TEXTE EXTRAIT ▸
────────────────────

La Partie requise peut fixer un délai pour l'obtention des informations complémentaires ou pour remédier aux irrégularités relevées.
Ce délai pourra être prorogé, pour la même durée en cas de nécessité.
La Partie requise peut demander les documents, informations et pièces qu'elle juge pertinents et nécessaires pour accorder l'extradition demandée.
La Partie requérante peut désigner une personne pour expliquer et soutenir sa demande dans cette procédure, sans y être partie.
Article XI
Règle de la spécialité
1. La personne remise conformément à la présente Convention ne peut être ni arrêtée, ni jugée, ni soumise à aucune autre restriction de sa liberté individuelle sur le territoire de la Partie requérante pour des infractions commises antérieurement à la demande d'extradition et qui n'y sont pas incluses, à moins que :
a) La personne remise quitte le territoire de la Partie requérante après l'extradition et y retourne ensuite volontairement ;
b) Ayant la possibilité de le faire, la personne remise ne quitte pas le territoire de la Partie requérante dans les soixante (60) jours ;
c) L'Autorité compétente de la Partie requise, après demande de la Partie requérante, y donne son consentement.

────────────────────

(Un bloc de données)
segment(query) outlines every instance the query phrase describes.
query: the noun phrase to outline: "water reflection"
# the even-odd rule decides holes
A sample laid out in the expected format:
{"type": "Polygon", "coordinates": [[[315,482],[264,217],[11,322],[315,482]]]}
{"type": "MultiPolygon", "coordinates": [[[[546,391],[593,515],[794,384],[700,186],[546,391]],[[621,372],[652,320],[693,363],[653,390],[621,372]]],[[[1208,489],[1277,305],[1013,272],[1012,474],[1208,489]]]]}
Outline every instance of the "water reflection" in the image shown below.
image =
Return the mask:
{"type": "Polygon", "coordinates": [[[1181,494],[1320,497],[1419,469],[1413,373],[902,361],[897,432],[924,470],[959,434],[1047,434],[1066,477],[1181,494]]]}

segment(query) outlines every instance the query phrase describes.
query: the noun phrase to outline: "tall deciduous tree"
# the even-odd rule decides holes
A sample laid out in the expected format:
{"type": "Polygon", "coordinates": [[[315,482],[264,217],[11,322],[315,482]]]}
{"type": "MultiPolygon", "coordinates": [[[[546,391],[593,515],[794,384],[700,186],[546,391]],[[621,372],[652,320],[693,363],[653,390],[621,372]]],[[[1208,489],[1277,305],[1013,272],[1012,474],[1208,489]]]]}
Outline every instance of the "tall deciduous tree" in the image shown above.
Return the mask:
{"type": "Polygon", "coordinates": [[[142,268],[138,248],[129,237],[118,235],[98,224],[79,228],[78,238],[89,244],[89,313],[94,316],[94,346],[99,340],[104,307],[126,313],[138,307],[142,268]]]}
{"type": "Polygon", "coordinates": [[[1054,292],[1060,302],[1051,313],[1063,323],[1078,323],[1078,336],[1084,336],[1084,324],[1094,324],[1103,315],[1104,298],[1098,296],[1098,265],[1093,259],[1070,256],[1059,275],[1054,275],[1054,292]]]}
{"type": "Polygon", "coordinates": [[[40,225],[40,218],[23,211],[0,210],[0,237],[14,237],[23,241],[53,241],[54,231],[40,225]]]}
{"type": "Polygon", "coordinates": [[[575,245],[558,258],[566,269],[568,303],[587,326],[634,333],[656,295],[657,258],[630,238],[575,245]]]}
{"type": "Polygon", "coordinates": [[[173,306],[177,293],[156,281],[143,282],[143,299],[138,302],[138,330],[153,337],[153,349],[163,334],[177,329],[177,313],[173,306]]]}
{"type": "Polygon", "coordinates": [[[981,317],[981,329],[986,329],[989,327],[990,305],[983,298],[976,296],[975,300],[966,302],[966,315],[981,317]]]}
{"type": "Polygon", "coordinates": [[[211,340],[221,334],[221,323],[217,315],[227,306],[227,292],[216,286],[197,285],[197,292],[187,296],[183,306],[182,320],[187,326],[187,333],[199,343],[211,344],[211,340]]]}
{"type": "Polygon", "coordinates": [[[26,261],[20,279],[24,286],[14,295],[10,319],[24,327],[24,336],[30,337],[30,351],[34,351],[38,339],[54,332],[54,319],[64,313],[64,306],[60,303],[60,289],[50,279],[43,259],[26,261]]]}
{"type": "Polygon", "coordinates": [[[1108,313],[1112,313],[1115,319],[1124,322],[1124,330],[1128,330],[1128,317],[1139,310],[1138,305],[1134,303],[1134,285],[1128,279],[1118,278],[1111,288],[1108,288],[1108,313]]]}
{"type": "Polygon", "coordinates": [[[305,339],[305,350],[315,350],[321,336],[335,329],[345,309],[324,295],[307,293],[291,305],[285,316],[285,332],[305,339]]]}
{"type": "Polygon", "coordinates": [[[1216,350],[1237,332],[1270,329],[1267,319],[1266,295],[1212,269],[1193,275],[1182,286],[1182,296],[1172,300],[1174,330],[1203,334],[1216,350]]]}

────────────────────

CONSIGNES DE LA TÂCHE ▸ Reproduisez fidèlement le passage du texte sur l'extradition qui va de « Ce délai pourra » jusqu'à « y être partie. » inclus.

SOLUTION ▸
Ce délai pourra être prorogé, pour la même durée en cas de nécessité.
La Partie requise peut demander les documents, informations et pièces qu'elle juge pertinents et nécessaires pour accorder l'extradition demandée.
La Partie requérante peut désigner une personne pour expliquer et soutenir sa demande dans cette procédure, sans y être partie.